» GIVEN PROBLEM:
Please express each line of the records below as a Markdown table with two columns, Row and Line, numbering the rows in order and leaving out any blank lines.

Annotated coordinate records
----------------------------------------
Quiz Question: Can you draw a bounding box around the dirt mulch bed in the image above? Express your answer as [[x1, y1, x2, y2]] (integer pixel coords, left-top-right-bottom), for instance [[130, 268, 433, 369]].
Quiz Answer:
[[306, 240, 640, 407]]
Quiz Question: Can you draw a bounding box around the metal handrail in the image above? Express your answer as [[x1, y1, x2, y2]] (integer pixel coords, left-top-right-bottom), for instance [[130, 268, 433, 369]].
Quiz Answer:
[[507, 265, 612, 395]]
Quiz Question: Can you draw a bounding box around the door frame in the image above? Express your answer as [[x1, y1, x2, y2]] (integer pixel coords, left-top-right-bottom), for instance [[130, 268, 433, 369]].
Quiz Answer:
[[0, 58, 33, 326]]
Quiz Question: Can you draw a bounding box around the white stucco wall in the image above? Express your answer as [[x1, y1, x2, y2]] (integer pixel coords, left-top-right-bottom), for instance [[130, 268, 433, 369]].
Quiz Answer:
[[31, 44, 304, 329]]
----------------------------------------
» THE RESULT:
| Row | Line |
|---|---|
| 1 | Quiz Question: Can you draw a bounding box around the dirt mulch bed in the image above? Express your answer as [[x1, y1, x2, y2]] (integer pixel coords, left-top-right-bottom), for instance [[130, 268, 433, 369]]. |
| 2 | Quiz Answer: |
| 3 | [[306, 240, 640, 407]] |
| 4 | Quiz Question: Can you draw a bounding box around the metal handrail in the image above? Express your answer as [[x1, y1, x2, y2]] (integer pixel coords, left-top-right-bottom), for instance [[130, 268, 433, 369]]. |
| 5 | Quiz Answer: |
| 6 | [[507, 265, 612, 395]] |
| 7 | Quiz Question: Can you draw a bounding box around the door frame in the image above? Express your answer as [[x1, y1, x2, y2]] (integer pixel coords, left-top-right-bottom), for instance [[130, 268, 433, 369]]. |
| 8 | Quiz Answer: |
| 9 | [[0, 58, 33, 326]] |
| 10 | Quiz Question: Can you draw a bounding box around the white stucco wall in the image above? Express your answer as [[x1, y1, x2, y2]] (integer pixel coords, left-top-right-bottom), for instance [[130, 268, 433, 369]]. |
| 11 | Quiz Answer: |
| 12 | [[31, 44, 304, 329]] |